Excerpted records below:

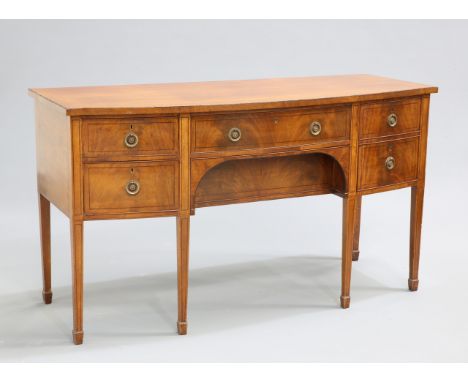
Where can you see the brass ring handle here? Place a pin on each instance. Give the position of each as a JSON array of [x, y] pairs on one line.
[[315, 128], [392, 120], [234, 134], [131, 140], [390, 163], [132, 187]]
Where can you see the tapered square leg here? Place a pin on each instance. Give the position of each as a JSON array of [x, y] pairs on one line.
[[357, 228], [349, 206], [183, 231], [76, 233], [417, 198], [44, 217]]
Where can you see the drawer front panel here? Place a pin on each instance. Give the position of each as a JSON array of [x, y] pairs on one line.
[[125, 137], [388, 163], [126, 187], [269, 129], [390, 118]]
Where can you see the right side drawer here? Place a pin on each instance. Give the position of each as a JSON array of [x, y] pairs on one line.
[[389, 118], [387, 163]]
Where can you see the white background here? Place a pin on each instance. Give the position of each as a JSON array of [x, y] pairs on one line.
[[265, 277]]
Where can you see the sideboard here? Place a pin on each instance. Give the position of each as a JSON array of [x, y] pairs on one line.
[[139, 151]]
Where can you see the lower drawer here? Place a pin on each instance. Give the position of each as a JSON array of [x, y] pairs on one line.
[[387, 163], [116, 188]]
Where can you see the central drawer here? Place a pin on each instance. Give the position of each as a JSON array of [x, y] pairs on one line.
[[116, 188], [269, 129]]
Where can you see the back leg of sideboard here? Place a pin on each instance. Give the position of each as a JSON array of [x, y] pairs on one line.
[[44, 217], [183, 233], [357, 228]]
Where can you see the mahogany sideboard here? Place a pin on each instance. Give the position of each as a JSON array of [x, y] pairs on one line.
[[138, 151]]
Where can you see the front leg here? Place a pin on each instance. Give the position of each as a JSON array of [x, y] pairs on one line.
[[417, 198], [183, 231], [357, 228], [349, 213], [76, 235], [44, 217]]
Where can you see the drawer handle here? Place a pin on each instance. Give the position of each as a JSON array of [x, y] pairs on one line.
[[315, 128], [392, 120], [133, 187], [234, 134], [390, 163], [131, 140]]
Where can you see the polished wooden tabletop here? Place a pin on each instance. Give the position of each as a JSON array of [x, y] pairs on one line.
[[228, 95]]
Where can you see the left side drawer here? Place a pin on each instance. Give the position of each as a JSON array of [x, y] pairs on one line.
[[116, 188], [114, 138]]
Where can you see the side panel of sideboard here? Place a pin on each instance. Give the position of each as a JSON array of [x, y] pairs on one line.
[[53, 154]]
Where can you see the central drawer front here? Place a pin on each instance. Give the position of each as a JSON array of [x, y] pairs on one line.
[[114, 188], [117, 139], [269, 129]]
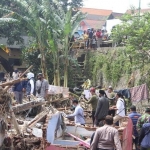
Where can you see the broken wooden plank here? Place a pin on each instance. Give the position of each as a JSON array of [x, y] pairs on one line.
[[27, 106], [37, 118], [60, 100]]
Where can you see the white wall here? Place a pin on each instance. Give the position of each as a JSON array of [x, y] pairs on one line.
[[112, 23], [26, 42]]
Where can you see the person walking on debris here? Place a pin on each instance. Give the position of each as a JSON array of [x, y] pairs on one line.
[[78, 113], [99, 38], [42, 86], [144, 138], [134, 117], [106, 137], [112, 102], [102, 107], [143, 119], [30, 85], [120, 107], [93, 101], [18, 89]]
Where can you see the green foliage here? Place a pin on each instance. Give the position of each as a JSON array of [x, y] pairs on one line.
[[134, 34], [112, 65]]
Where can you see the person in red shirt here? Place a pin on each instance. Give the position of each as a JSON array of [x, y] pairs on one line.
[[99, 38]]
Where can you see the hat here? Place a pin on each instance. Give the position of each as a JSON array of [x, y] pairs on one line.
[[30, 75], [147, 110], [110, 87], [75, 101], [102, 92], [40, 74], [92, 89]]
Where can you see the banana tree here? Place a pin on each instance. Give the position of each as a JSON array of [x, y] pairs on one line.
[[71, 23], [31, 13]]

End of Excerpted records.

Exercise details:
Repeat the records in full and exactly, leaving every picture out.

Reply to the exercise:
Where can you see the brass ring handle here? Place a pin on each instance. Give the position of each as a JSON array of [x, y] pairs on one line.
[[315, 128], [392, 120], [234, 134], [131, 140], [390, 163], [132, 187]]
Where can you see the tapered square leg here? Place a pin on each instance. Give the position of each as a JSON array of [x, y] pairs on one line.
[[357, 228], [349, 206], [183, 231], [76, 233], [417, 198], [44, 217]]
Where can you see the drawer front panel here? Place a pin on each instance. Give the position of each as a JSON array of [x, y] pairs on one line.
[[125, 137], [388, 163], [126, 187], [269, 129], [390, 118]]
Where can you see the right side drawer here? Place a pin on each instance. Give the position of each as a JSON array of [x, y] pairs on one line.
[[389, 118], [387, 163]]
Where can you see the white background here? Place a pin on each instance. Give the position of each as a JSON array of [x, y] pairs on one line.
[[265, 277]]
Where can you see the sideboard here? Place a pin on each instance. Give the position of each as a JSON array of [x, y] pairs on one line.
[[139, 151]]
Where can you see the lower drawer here? Place a pin on each instance. Give the position of each as a JSON array of [x, y] pairs on one line.
[[387, 163], [116, 188]]
Where can you see the central drawer here? Place a pin on each instance. Give the position of each as a JSON array of [x, y] pairs on one line.
[[116, 188], [269, 129]]
Where can you see the back leg of sideboard here? Place a pin on each instance. Give the position of each as a JSON array of [x, y] pairs on one line.
[[44, 217], [183, 233], [357, 228]]
Where can you see the mahogany sideboard here? Place a pin on each instance. Give the position of each as a JSON array of [x, y] pairs on one line.
[[138, 151]]
Where can you see the front leg here? Place a pin on each instance. Give the position of each as a JSON array of [x, y] pairs on one line.
[[417, 198], [183, 231], [357, 228], [349, 213], [76, 235], [44, 217]]
Where can you see the drawer handle here? Place a pin on each instance. Give the position of each as a JSON array of [x, y] pairs on one line.
[[315, 128], [392, 120], [133, 187], [234, 134], [390, 163], [131, 140]]
Where can you see the polished wooden tabletop here? Place a pin on each instance. Give the position of each as a JSON array of [x, y] pairs on one line.
[[228, 95]]
Where can you see the left side drawer here? Place a pin on each instance. Give the position of each as a JSON array of [x, y] pairs on one line.
[[116, 188], [114, 138]]
Where can you see the side panel of sideboard here? Place a pin on each instance. Give the position of each as a JSON array of [x, y] pairs on one line.
[[53, 154]]
Where can you see the central drawer front here? Place a pin on each instance. Give the position of each as a JSON array of [x, y] pairs on one line.
[[114, 188], [117, 139], [269, 129]]
Where can you see the broken wooden plank here? Place a pin on each instance. Give the position of each as a JSON array of [x, y] pairs on one line.
[[27, 106], [37, 118], [60, 100]]
Where can you see the white wall here? Place a pin on each instance. Give the position of each as a JSON array of [x, y] pairs on one line.
[[112, 23], [26, 42]]
Where can you see the person walking on debris here? Place a pin on each instance. Give the position of each as a JSON array of [x, y] pairs on one line.
[[78, 113], [99, 38], [42, 86], [144, 138], [134, 117], [106, 137], [112, 102], [102, 107], [143, 119], [30, 85], [120, 107], [93, 101], [18, 89]]
Where can you see the green foliage here? Place a pin on each instance. Give the position of each as a JSON array of [x, y] pairs on one line.
[[134, 34], [112, 65]]
Where can you see the person in red shirt here? Place a pin on each instance. Give the position of each as a JSON array of [x, y] pairs on one line.
[[99, 38]]
Where can you see the hat here? Place a pin on each instance. Give the position of each as a JSON array of [x, y] pairs on one line.
[[30, 75], [147, 110], [110, 87], [75, 101], [102, 92], [40, 74], [92, 89]]
Where can you see the banana tree here? Place a pin on each instance. Give the position of each as a JSON array of [x, y] pairs on one line.
[[71, 23], [31, 13]]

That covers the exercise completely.